Copy the material below from the line containing "Query: Where is the fly's red" through its end, reproducing each line unchanged.

────────────────────

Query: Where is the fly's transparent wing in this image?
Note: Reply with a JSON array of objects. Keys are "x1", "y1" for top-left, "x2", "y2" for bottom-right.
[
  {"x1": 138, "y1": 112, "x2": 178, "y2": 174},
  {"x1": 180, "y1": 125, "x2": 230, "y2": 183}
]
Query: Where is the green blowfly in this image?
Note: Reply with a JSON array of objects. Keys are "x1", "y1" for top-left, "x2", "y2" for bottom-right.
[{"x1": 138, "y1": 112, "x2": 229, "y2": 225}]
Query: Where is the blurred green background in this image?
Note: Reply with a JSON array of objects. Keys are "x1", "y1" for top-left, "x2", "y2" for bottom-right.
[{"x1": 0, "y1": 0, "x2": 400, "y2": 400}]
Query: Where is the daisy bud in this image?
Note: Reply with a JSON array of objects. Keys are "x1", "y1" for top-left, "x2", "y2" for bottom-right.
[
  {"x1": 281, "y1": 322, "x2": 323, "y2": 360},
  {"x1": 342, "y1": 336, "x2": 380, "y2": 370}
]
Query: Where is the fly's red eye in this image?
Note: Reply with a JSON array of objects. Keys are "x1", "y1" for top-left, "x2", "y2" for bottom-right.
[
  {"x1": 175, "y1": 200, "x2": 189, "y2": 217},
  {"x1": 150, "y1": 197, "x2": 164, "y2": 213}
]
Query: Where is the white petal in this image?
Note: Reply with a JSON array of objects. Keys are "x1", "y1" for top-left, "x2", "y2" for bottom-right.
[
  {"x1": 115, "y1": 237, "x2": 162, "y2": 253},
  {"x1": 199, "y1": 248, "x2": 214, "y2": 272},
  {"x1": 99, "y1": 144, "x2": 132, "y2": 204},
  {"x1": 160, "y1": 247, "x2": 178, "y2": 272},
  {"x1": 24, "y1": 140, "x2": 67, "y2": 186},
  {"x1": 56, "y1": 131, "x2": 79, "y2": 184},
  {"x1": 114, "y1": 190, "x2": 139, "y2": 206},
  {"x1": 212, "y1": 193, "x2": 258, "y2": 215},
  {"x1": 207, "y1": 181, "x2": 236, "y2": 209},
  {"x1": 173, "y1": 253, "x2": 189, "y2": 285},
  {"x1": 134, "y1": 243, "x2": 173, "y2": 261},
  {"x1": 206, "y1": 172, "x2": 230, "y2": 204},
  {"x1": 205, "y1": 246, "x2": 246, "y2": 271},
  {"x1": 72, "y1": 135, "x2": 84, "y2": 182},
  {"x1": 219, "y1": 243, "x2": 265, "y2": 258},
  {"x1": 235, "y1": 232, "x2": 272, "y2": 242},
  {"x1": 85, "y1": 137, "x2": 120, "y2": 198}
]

────────────────────

**Expected answer**
Query: Where is the fly's red eye in this image?
Note: Reply with a JSON array of objects. Keys are "x1", "y1" for top-left, "x2", "y2" for bottom-right.
[
  {"x1": 175, "y1": 200, "x2": 189, "y2": 217},
  {"x1": 150, "y1": 197, "x2": 164, "y2": 213}
]
Query: Where is the white petal in this image?
Note: Reply with a JSON array of objects. Keys are "x1", "y1" for top-left, "x2", "y2" for bottom-right.
[
  {"x1": 115, "y1": 237, "x2": 162, "y2": 253},
  {"x1": 199, "y1": 248, "x2": 214, "y2": 272},
  {"x1": 99, "y1": 144, "x2": 132, "y2": 204},
  {"x1": 160, "y1": 247, "x2": 178, "y2": 272},
  {"x1": 24, "y1": 140, "x2": 67, "y2": 186},
  {"x1": 56, "y1": 131, "x2": 79, "y2": 184},
  {"x1": 114, "y1": 190, "x2": 139, "y2": 206},
  {"x1": 212, "y1": 193, "x2": 258, "y2": 215},
  {"x1": 207, "y1": 181, "x2": 236, "y2": 209},
  {"x1": 173, "y1": 253, "x2": 189, "y2": 285},
  {"x1": 134, "y1": 243, "x2": 173, "y2": 261},
  {"x1": 206, "y1": 172, "x2": 230, "y2": 204},
  {"x1": 205, "y1": 246, "x2": 246, "y2": 271},
  {"x1": 72, "y1": 135, "x2": 84, "y2": 182},
  {"x1": 219, "y1": 243, "x2": 265, "y2": 258},
  {"x1": 235, "y1": 232, "x2": 272, "y2": 242},
  {"x1": 85, "y1": 137, "x2": 120, "y2": 198}
]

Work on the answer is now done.